### 本文:
▶
肺がんで声しゃがれる | 病気の歩き方・癌編

肺がんで声しゃがれる

肺がんで声しゃがれる

 肺がんと診断されて治療を受けていますが、声がしゃがれてしまいました。がんで声帯の神経がつぶれたので治らないと医師に言われましたが、本当に治療法はないのでしょうか。(三重・61歳女性)

声帯のリハビリ有効

 人の声帯は呼吸時には開いていますが、声を発する時は、両側の声帯が動いてきて中央で閉じます。ところが、声帯にまひが起こると、まひした側の声帯が中央まで来ないので、いつまでもすき間が生じ、声がかすれてしまいます。

 声帯を動かしている神経は、脳から出ているのですが、いったん胸の奥まで行って、わざわざ反転してのどまで戻ってきます。そのため、反回神経と呼ばれます。

 戻ってくる時に心臓を経由して食道や気管の間を通り抜け、甲状腺の下をもぐってやっと声帯にたどり着きます。そのため食道がん、気管支・肺がん、甲状腺がんなどでその働きが失われてしまう場合があります。
◀
### 課題の内容:
[a] 肺がんと声のかすれについての文章では、声帯を動かしている神経は何と呼ばれているか。
[b] 肺がんと声のかすれについての文章のうち、「人の声帯は呼吸時には開いてい」から始まり「ため、反回神経と呼ばれます。」で終わる部分を一字一句そのまま書き写すこと。
[c] 肺がんと声のかすれについての文章を、最後の文の後から書き継ぐこと。
資料はこの作業に関係しない。

### データ記録:
▶
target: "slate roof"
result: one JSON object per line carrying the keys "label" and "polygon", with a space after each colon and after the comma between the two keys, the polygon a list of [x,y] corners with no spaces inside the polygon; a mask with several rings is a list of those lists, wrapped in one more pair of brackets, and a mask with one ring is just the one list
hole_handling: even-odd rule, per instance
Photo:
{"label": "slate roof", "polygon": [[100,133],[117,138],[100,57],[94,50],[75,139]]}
◀
### 解答:
[a] 反回神経と呼ばれている。

[b]
人の声帯は呼吸時には開いていますが、声を発する時は、両側の声帯が動いてきて中央で閉じます。ところが、声帯にまひが起こると、まひした側の声帯が中央まで来ないので、いつまでもすき間が生じ、声がかすれてしまいます。

 声帯を動かしている神経は、脳から出ているのですが、いったん胸の奥まで行って、わざわざ反転してのどまで戻ってきます。そのため、反回神経と呼ばれます。

[c]
 声がしゃがれたというご質問者の場合は、肺がんによる反回神経まひで片側の声帯が閉じなくなったものと思われます。神経の機能を元に戻すことはできませんが、リハビリが有効です。病気で侵された声帯の分まで、反対側の健康な声帯が働くように訓練するのです。これは、担当医の指導のもと、国家資格を持つ言語聴覚士によって行われます。

 それでも効果がなかったり、早期の回復を望まれる場合は、音声の回復手術が行われます。手術では、閉じなくなった声帯に自分の脂肪などを入れて膨らませ、すき間をなくしたり、外から声帯を押して中央に固定する方法がとられます。

 せき込んだり、むせることがあるのであれば、声の病気の治療(音声外科)を専門とする耳鼻咽喉科をなるべく早く受診されることをお勧めいたします。